Northwest Arkansas Democrat-Gazette

Break addiction

- RAY HANLEY Ray Hanley lives in Little Rock.

In 1988, having watched both my parents die slow, painful deaths from tobacco-induced cancer, wrote a letter to Sam Walton at Walmart making the case why his stores should stop selling tobacco. I told him my mother had shopped at the Malvern Walmart weekly since it opened in the 1970s. His office sent back a polite letter saying Walmart sold what its customers wanted, including cigarettes.

Three decades later, the funeral procession­s of countless small towns pass daily by the Walmart stores that sold both the tobacco that killed their former customers and the medicines used to try to combat the effects of chemo and other aspects of the cancer.

Cigarettes are of course the only legal product that when used as directed by the manufactur­er — set afire and inhaled — causes disease and death. Some 500,000 Americans die from tobacco-caused cancer each year per the CDC. Some 20% of Arkansans still smoke and most of them shop weekly at Walmart. Certainly many of the 500,000 Americans who die annually from tobacco-induced diseases were Walmart shoppers and bought the tobacco that killed them there.

On average, smokers die 10 years earlier than nonsmokers. That’s a lot of prematurel­y deceased Walmart shoppers who were sickened and died before their time.

According to the Campaign for Tobacco Free Kids, smoking-related health-care costs in Arkansas top $1.2 billion per year. Smoking-related losses in productivi­ty cost another $1.7 billion a year. Walmart is a global company. Arkansas equals only 1% of the U.S. population, so multiply those costs by 100 to see the total U.S. impact. Walmart can, and should, cite facts like those to announce it’s getting out of the tobacco business.

Fast forward to March of 2022 and the business headlines read “Walmart Ends Cigarette Sales in Some Stores,” which saw shares of the various tobacco cartel companies slide. Walmart, with 5,000 stores, is stopping sales in four states including Arkansas. I’m pretty sure this is a test to see how shoppers react, less than the reason given to “use space more efficientl­y.” Every Walmart store on the planet has essentiall­y the same layout, so that explanatio­n makes little sense.

Other “big box” retailers like Target and CVS stopped selling tobacco years ago. Walmart stopped selling tobacco in Canada more than 20 years ago.

Walmart has increasing­ly made moves to get into the health-services space, not only as one of the nation’s biggest retail pharmacy operators, but even opening primary-care clinics within its stores. Yet during all this health-care push Walmart continues to sell products it knows are sickening and killing its customers. Shoppers can literally fill their cancer-related prescripti­ons in one part of the store and buy their Marlboros in another part of the store. The hypocrisy is impossible to reconcile.

[DATA LISTING]
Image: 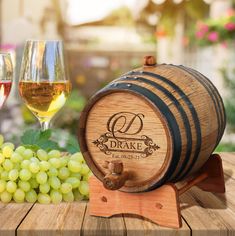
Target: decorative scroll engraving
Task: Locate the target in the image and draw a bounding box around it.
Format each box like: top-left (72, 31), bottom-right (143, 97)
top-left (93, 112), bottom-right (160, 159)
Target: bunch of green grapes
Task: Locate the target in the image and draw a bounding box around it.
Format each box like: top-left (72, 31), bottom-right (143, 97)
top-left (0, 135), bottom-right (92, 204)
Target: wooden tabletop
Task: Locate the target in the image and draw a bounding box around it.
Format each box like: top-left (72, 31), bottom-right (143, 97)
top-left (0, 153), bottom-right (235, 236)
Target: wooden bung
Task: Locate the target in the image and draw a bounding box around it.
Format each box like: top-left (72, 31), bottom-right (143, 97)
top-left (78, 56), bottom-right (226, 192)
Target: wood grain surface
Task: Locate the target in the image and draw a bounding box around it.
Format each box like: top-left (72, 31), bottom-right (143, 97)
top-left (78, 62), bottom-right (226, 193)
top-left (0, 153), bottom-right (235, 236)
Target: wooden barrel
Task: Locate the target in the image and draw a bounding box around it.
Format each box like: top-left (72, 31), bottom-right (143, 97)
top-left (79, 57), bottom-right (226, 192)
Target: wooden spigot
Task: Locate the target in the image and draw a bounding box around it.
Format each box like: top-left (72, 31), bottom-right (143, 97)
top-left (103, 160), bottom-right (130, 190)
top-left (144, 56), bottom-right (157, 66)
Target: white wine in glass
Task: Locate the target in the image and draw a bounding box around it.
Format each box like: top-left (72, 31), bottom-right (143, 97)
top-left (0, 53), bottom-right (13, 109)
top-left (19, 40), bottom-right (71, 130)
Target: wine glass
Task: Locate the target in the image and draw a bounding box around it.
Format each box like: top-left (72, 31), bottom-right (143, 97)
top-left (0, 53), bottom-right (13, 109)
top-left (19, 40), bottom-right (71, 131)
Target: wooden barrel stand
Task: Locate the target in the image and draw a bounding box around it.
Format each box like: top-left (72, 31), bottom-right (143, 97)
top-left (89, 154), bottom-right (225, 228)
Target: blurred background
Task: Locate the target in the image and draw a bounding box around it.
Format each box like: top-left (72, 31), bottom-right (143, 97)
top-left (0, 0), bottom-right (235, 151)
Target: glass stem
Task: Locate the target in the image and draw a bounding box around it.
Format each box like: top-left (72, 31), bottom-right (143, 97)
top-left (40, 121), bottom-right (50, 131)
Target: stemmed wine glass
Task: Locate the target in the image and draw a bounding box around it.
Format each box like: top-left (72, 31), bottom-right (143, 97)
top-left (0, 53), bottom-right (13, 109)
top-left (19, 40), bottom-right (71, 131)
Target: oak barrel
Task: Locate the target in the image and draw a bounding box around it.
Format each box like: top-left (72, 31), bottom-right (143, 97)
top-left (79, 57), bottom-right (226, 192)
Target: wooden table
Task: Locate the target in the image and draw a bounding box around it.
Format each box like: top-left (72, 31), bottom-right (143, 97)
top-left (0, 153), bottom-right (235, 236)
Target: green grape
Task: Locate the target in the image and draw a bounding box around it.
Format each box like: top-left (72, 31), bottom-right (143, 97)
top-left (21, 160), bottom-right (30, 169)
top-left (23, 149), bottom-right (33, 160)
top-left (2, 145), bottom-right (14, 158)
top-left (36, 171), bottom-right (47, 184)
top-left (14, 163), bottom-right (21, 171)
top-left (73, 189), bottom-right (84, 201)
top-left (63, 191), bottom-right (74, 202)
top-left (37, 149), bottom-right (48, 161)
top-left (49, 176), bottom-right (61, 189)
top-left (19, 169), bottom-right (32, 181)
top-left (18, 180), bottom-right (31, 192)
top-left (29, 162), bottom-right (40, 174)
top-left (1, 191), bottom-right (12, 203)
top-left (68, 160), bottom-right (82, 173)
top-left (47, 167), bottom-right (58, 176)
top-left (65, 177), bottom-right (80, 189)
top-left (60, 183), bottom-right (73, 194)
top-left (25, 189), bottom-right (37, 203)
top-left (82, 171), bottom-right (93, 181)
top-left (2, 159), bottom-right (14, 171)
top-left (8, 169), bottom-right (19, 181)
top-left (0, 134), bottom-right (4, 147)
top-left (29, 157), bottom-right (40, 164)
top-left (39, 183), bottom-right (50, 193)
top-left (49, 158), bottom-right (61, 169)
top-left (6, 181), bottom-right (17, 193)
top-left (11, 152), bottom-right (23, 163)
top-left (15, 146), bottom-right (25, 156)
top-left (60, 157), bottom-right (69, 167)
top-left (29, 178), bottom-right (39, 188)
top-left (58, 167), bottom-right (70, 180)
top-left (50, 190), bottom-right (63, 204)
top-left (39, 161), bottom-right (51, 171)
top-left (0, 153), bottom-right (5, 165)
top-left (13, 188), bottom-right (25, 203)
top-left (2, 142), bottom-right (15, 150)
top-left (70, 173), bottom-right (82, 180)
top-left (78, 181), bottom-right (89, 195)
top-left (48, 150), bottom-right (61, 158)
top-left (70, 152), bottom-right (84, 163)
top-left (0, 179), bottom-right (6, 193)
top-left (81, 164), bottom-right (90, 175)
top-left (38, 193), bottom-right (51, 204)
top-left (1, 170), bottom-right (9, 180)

[WHAT YOU NEED TO DO] Duplicate the passage of the letter on Walmart and tobacco sales above, between "Cigarettes are of" and "killed them there.", inclusive.

[WRITTEN SOLUTION]
Cigarettes are of course the only legal product that when used as directed by the manufactur­er — set afire and inhaled — causes disease and death. Some 500,000 Americans die from tobacco-caused cancer each year per the CDC. Some 20% of Arkansans still smoke and most of them shop weekly at Walmart. Certainly many of the 500,000 Americans who die annually from tobacco-induced diseases were Walmart shoppers and bought the tobacco that killed them there.